(Segmentation mask data)
######

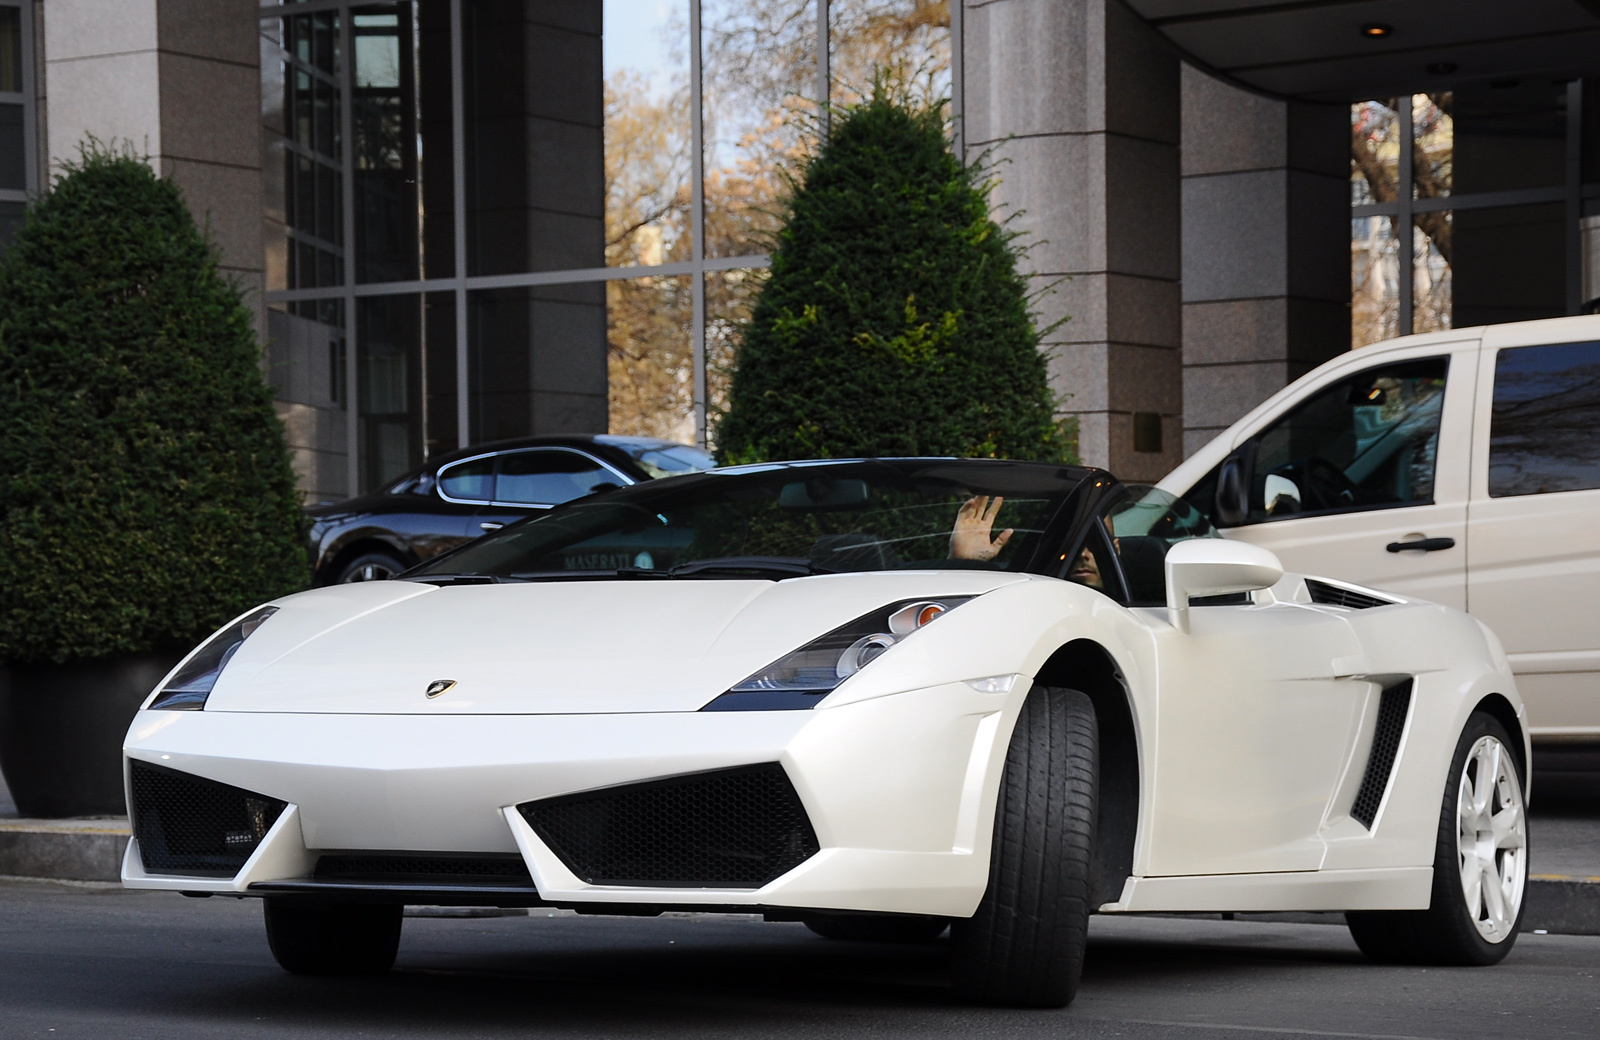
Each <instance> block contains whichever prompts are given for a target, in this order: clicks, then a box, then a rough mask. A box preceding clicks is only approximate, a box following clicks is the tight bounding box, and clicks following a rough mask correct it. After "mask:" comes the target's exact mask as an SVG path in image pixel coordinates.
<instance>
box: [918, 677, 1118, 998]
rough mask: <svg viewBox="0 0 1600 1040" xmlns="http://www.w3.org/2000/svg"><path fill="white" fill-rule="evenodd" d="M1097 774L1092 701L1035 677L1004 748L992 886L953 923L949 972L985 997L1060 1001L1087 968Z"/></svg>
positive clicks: (1071, 987)
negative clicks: (1091, 864) (951, 972)
mask: <svg viewBox="0 0 1600 1040" xmlns="http://www.w3.org/2000/svg"><path fill="white" fill-rule="evenodd" d="M1098 782H1099V728H1098V723H1096V720H1094V706H1093V704H1091V702H1090V699H1088V698H1086V696H1085V694H1082V693H1078V691H1077V690H1058V688H1050V686H1035V688H1034V691H1032V693H1029V696H1027V701H1026V702H1024V704H1022V714H1021V715H1019V717H1018V720H1016V731H1014V733H1013V734H1011V747H1010V750H1008V752H1006V762H1005V778H1003V779H1002V784H1000V800H998V803H997V806H995V830H994V845H992V851H990V856H989V888H987V891H986V893H984V899H982V902H979V904H978V912H976V914H974V915H973V917H971V918H968V920H957V922H955V923H954V926H952V931H950V946H952V981H954V982H955V989H957V990H958V992H960V994H962V995H963V997H966V998H970V1000H976V1002H981V1003H1000V1005H1019V1006H1037V1008H1059V1006H1064V1005H1067V1003H1070V1002H1072V997H1074V995H1075V994H1077V989H1078V976H1082V973H1083V947H1085V944H1086V941H1088V918H1090V851H1091V848H1093V845H1094V810H1096V797H1098V790H1096V789H1098Z"/></svg>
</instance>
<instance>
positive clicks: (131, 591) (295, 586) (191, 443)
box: [0, 150, 307, 662]
mask: <svg viewBox="0 0 1600 1040" xmlns="http://www.w3.org/2000/svg"><path fill="white" fill-rule="evenodd" d="M0 414H3V416H5V422H3V424H0V659H5V661H11V662H35V661H56V662H61V661H69V659H90V658H102V656H107V654H131V653H149V651H162V650H186V648H189V646H190V645H194V643H195V642H197V640H198V638H202V637H205V635H208V634H210V632H211V630H213V629H216V627H218V626H219V624H222V622H224V621H227V619H229V618H232V616H234V614H237V613H240V611H243V610H246V608H250V606H253V605H256V603H259V602H262V600H267V598H272V597H277V595H283V594H285V592H293V590H296V589H301V587H304V586H306V581H307V560H306V546H304V541H302V534H301V512H299V501H298V496H296V490H294V474H293V470H291V469H290V459H288V451H286V448H285V445H283V429H282V424H280V422H278V419H277V416H275V413H274V410H272V394H270V390H269V389H267V386H266V382H264V379H262V376H261V347H259V344H258V342H256V336H254V330H253V326H251V314H250V310H246V309H245V306H243V302H242V299H240V293H238V290H237V288H234V286H232V285H230V283H229V282H226V280H224V277H222V275H221V272H219V270H218V264H216V256H214V251H213V248H211V246H210V245H208V243H206V238H205V237H203V235H202V234H200V230H198V229H197V227H195V222H194V218H192V216H190V214H189V210H187V208H186V206H184V202H182V198H181V195H179V192H178V187H176V186H173V184H171V182H170V181H162V179H158V178H157V176H155V174H154V173H152V171H150V168H149V166H147V165H146V163H142V162H139V160H136V158H133V157H130V155H112V154H107V152H102V150H86V152H85V155H83V162H82V163H78V165H75V166H72V168H69V171H67V173H66V174H64V176H62V178H59V179H58V181H56V184H54V189H53V190H51V192H50V195H46V197H45V198H43V200H40V202H38V203H37V205H35V206H34V208H32V210H30V211H29V216H27V224H26V226H24V227H22V230H21V232H19V234H18V238H16V242H14V243H13V245H11V250H10V253H8V254H6V256H5V261H3V262H0Z"/></svg>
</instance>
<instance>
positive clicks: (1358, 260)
mask: <svg viewBox="0 0 1600 1040" xmlns="http://www.w3.org/2000/svg"><path fill="white" fill-rule="evenodd" d="M1398 334H1400V253H1398V250H1397V246H1395V234H1394V219H1392V218H1387V216H1357V218H1352V219H1350V346H1352V347H1365V346H1366V344H1370V342H1379V341H1382V339H1392V338H1395V336H1398Z"/></svg>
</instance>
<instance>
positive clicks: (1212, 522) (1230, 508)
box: [1211, 440, 1256, 528]
mask: <svg viewBox="0 0 1600 1040" xmlns="http://www.w3.org/2000/svg"><path fill="white" fill-rule="evenodd" d="M1254 469H1256V442H1254V440H1250V442H1245V443H1243V445H1242V446H1240V448H1238V450H1237V451H1235V453H1234V454H1230V456H1227V458H1226V459H1222V466H1221V467H1219V469H1218V472H1216V496H1214V498H1213V501H1211V523H1214V525H1216V526H1219V528H1232V526H1238V525H1240V523H1243V522H1245V520H1248V518H1250V478H1251V474H1253V470H1254Z"/></svg>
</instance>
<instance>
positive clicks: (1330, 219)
mask: <svg viewBox="0 0 1600 1040" xmlns="http://www.w3.org/2000/svg"><path fill="white" fill-rule="evenodd" d="M1349 118H1350V115H1349V109H1346V107H1344V106H1310V104H1301V102H1285V101H1274V99H1270V98H1262V96H1258V94H1253V93H1248V91H1245V90H1240V88H1235V86H1230V85H1227V83H1222V82H1221V80H1216V78H1213V77H1210V75H1206V74H1205V72H1198V70H1197V69H1192V67H1189V66H1184V67H1182V214H1184V216H1182V222H1184V226H1182V238H1184V248H1182V258H1184V262H1182V274H1184V280H1182V298H1184V318H1182V325H1184V454H1186V456H1187V454H1192V453H1194V451H1195V450H1197V448H1200V446H1202V445H1205V443H1206V442H1208V440H1211V438H1213V437H1216V435H1218V434H1219V432H1222V430H1224V429H1227V426H1230V424H1232V422H1234V421H1235V419H1238V418H1240V416H1243V414H1245V413H1246V411H1250V410H1251V408H1254V406H1256V405H1259V403H1261V402H1262V400H1266V398H1267V397H1270V395H1272V394H1274V392H1277V390H1278V389H1282V387H1283V386H1286V384H1288V382H1291V381H1294V379H1298V378H1299V376H1302V374H1306V373H1307V371H1310V370H1312V368H1315V366H1317V365H1320V363H1322V362H1325V360H1328V358H1331V357H1333V355H1336V354H1339V352H1342V350H1349V349H1350V261H1349V237H1350V189H1349V181H1350V126H1349Z"/></svg>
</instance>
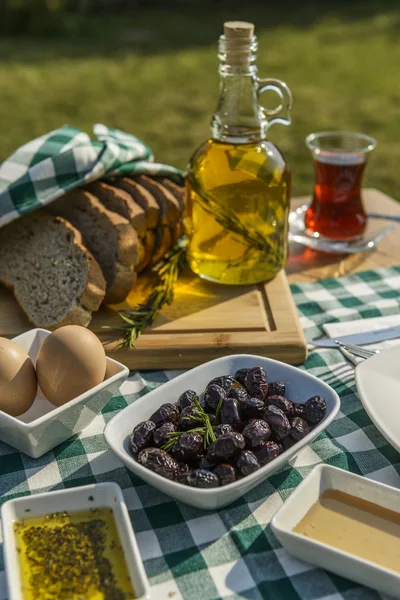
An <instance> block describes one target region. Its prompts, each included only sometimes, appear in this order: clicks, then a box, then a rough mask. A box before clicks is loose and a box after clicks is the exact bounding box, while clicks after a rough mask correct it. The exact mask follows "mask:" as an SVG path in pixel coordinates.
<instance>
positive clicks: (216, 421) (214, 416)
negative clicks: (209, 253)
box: [207, 413, 217, 425]
mask: <svg viewBox="0 0 400 600" xmlns="http://www.w3.org/2000/svg"><path fill="white" fill-rule="evenodd" d="M207 414H208V418H209V419H210V423H211V425H216V424H217V417H216V415H213V414H212V413H207Z"/></svg>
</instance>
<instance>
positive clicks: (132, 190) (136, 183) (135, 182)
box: [112, 177, 160, 229]
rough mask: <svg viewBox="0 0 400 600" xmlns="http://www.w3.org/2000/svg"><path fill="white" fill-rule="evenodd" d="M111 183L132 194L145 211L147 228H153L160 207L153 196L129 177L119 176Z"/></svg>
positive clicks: (137, 201)
mask: <svg viewBox="0 0 400 600" xmlns="http://www.w3.org/2000/svg"><path fill="white" fill-rule="evenodd" d="M112 184H113V185H114V186H115V187H118V188H119V189H121V190H124V191H125V192H128V194H130V195H131V196H132V198H133V199H134V201H135V202H136V203H137V204H139V206H141V208H142V209H143V210H144V212H145V215H146V218H147V221H146V226H147V229H155V228H156V227H157V225H158V222H159V220H160V207H159V205H158V203H157V201H156V199H155V198H154V196H153V195H152V194H151V193H150V192H149V191H148V190H146V189H145V188H144V187H143V186H141V185H140V184H139V183H138V182H137V181H134V180H133V179H131V178H130V177H119V178H117V179H115V180H113V182H112Z"/></svg>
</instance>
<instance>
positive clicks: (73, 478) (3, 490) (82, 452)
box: [0, 267, 400, 600]
mask: <svg viewBox="0 0 400 600" xmlns="http://www.w3.org/2000/svg"><path fill="white" fill-rule="evenodd" d="M292 292H293V296H294V299H295V302H296V305H297V308H298V310H299V313H300V318H301V324H302V326H303V327H304V330H305V333H306V336H307V338H308V339H311V338H313V337H315V336H317V335H318V334H321V333H322V330H321V326H322V325H323V324H324V323H328V322H332V321H349V320H352V319H359V318H369V317H376V316H380V315H390V314H397V313H398V312H399V304H400V294H399V292H400V267H397V268H392V269H380V270H376V271H368V272H364V273H359V274H357V275H352V276H349V277H344V278H342V279H328V280H324V281H320V282H318V283H310V284H301V285H292ZM303 368H305V369H306V370H307V371H309V372H310V373H312V374H313V375H316V376H317V377H320V378H321V379H323V380H324V381H325V382H327V383H329V384H330V385H331V386H332V387H333V388H334V389H335V390H336V391H337V392H338V394H339V395H340V398H341V411H340V413H339V415H338V417H337V418H336V419H335V421H334V422H333V423H332V424H331V425H330V426H329V427H328V429H327V431H326V432H325V433H324V434H322V435H321V436H319V437H318V438H317V439H316V440H315V441H314V442H313V443H312V444H311V445H310V446H309V447H307V448H305V449H304V450H303V451H302V452H301V453H300V454H299V455H298V456H297V457H296V459H294V462H293V468H292V467H291V466H289V465H287V466H286V467H284V468H282V469H281V470H280V471H279V472H277V473H275V474H274V475H272V476H271V477H270V478H269V479H268V480H267V481H265V482H264V483H263V484H261V485H259V486H258V487H256V488H255V489H253V490H252V491H251V492H249V493H248V494H247V495H246V496H245V497H244V498H242V499H240V500H239V501H237V502H235V503H234V504H232V505H230V506H228V507H226V508H224V509H221V510H219V511H217V512H210V513H206V512H202V511H200V510H196V509H194V508H190V507H188V506H185V505H184V504H179V503H177V502H175V501H173V500H172V499H171V498H169V497H167V496H165V495H163V494H162V493H161V492H159V491H157V490H155V489H153V488H152V487H150V486H149V485H147V484H145V483H144V482H143V481H141V480H140V479H138V478H137V477H136V476H135V475H133V474H132V473H130V472H129V471H127V469H125V467H124V466H123V465H122V464H121V463H120V462H119V460H118V459H117V458H116V457H115V456H114V455H113V454H112V453H111V452H110V451H109V450H108V449H107V446H106V443H105V440H104V437H103V435H102V432H103V429H104V426H105V424H106V423H107V422H108V421H109V420H110V419H111V418H112V417H113V416H114V415H115V414H116V412H117V411H119V410H121V409H123V408H124V407H125V406H126V405H127V404H129V403H131V402H134V401H135V400H136V399H137V398H139V397H140V396H142V395H143V394H145V393H146V392H148V391H149V390H151V389H153V388H154V387H156V386H158V385H161V384H162V383H163V382H165V381H166V380H167V379H169V378H171V377H173V376H175V375H176V374H177V372H176V371H175V372H162V371H158V372H146V373H132V374H131V377H130V380H129V381H128V382H126V384H124V387H123V389H122V392H123V395H120V396H117V397H114V398H113V399H112V400H110V402H109V403H108V405H107V407H106V408H105V409H104V411H103V413H102V414H101V415H99V416H98V417H97V418H96V420H95V421H94V422H93V423H92V425H91V426H90V427H88V428H87V429H86V430H85V431H83V433H82V434H81V435H79V436H77V437H76V438H74V439H72V440H70V441H69V442H66V443H64V444H62V445H60V446H58V447H57V448H56V449H55V450H54V451H52V452H49V453H48V454H46V455H45V456H43V457H42V458H40V459H38V460H34V459H31V458H29V457H27V456H25V455H23V454H20V453H19V452H17V451H15V450H14V449H13V448H11V447H10V446H7V445H5V444H0V495H1V501H2V502H5V501H6V500H8V499H10V498H15V497H17V496H21V495H28V494H37V493H39V492H44V491H49V490H54V489H60V488H65V487H73V486H80V485H85V484H88V483H94V482H100V481H115V482H116V483H118V484H119V485H120V486H121V488H122V490H123V493H124V496H125V499H126V503H127V506H128V509H129V511H130V516H131V519H132V524H133V527H134V530H135V532H136V536H137V540H138V543H139V547H140V550H141V553H142V557H143V560H144V564H145V568H146V571H147V574H148V576H149V579H150V583H151V586H152V598H153V599H154V600H164V599H165V600H179V599H180V598H184V599H187V600H215V599H219V598H225V599H227V598H246V599H251V600H258V599H263V598H268V600H297V599H302V600H317V599H322V598H324V599H325V600H328V599H329V600H341V599H345V600H357V599H361V598H362V599H363V600H372V599H374V598H378V597H379V596H378V594H377V593H375V592H373V591H371V590H367V589H365V588H361V587H360V586H358V585H357V584H355V583H352V582H350V581H347V580H345V579H342V578H340V577H337V576H335V575H332V574H329V573H327V572H325V571H322V570H319V569H314V568H313V567H312V566H310V565H308V564H305V563H302V562H299V561H297V560H295V559H293V558H292V557H291V556H290V555H289V554H287V553H286V552H285V551H284V550H283V549H282V548H281V547H280V545H279V543H278V542H277V540H276V539H275V537H274V535H273V534H272V532H271V528H270V526H269V523H270V520H271V517H272V516H273V514H274V513H275V512H276V510H277V509H278V508H279V507H280V506H281V505H282V503H283V502H284V501H285V500H286V498H287V497H288V496H289V495H290V494H291V492H292V491H293V489H294V488H295V487H296V486H297V485H298V484H299V483H300V481H301V480H302V479H303V478H304V477H306V476H307V475H308V473H309V472H310V471H311V470H312V469H313V468H314V466H315V465H317V464H318V463H320V462H322V461H323V462H325V463H328V464H331V465H335V466H337V467H341V468H343V469H347V470H350V471H353V472H355V473H359V474H362V475H366V476H368V477H371V478H373V479H376V480H379V481H383V482H385V483H388V484H391V485H393V486H397V487H400V455H399V454H398V453H397V452H396V451H395V450H394V449H393V448H392V447H391V446H390V445H389V444H388V443H387V442H386V440H385V439H384V438H383V437H382V436H381V435H380V433H379V432H378V431H377V429H376V428H375V426H374V425H373V424H372V423H371V421H370V419H369V418H368V415H367V414H366V412H365V411H364V410H363V408H362V405H361V403H360V401H359V399H358V397H357V395H356V392H355V384H354V376H353V375H354V369H353V366H352V365H350V364H348V363H346V362H345V361H344V358H343V356H342V354H341V353H340V352H339V351H338V350H330V349H324V350H318V351H316V350H313V351H311V352H310V355H309V358H308V360H307V362H306V363H305V365H304V367H303ZM5 598H6V588H5V581H4V572H3V562H2V559H1V558H0V600H4V599H5Z"/></svg>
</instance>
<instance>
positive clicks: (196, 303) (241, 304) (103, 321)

######

### TASK STATEMENT:
Can you set down, unchanged, every line from the start of the entries through the line containing "positive clicks: (1071, 987)", inclusive, leaving the pictures out?

### REPLY:
Each <instance> block contains whichever prompts are given for a target, in this order: clicks, then a box, then a rough mask. A box preceding clicks is only approximate, a box following clicks is the tight bounding box, and clicks following a rough mask correct it. After "mask:" comes the target's exact mask as an SVG path in image pixel coordinates.
<instance>
box: [918, 677, 1118, 998]
rough mask: <svg viewBox="0 0 1600 1040" xmlns="http://www.w3.org/2000/svg"><path fill="white" fill-rule="evenodd" d="M1097 774L1092 701L1035 677L1004 748L992 886L953 923L949 972L985 997L1060 1001L1087 968Z"/></svg>
positive clicks: (1071, 987)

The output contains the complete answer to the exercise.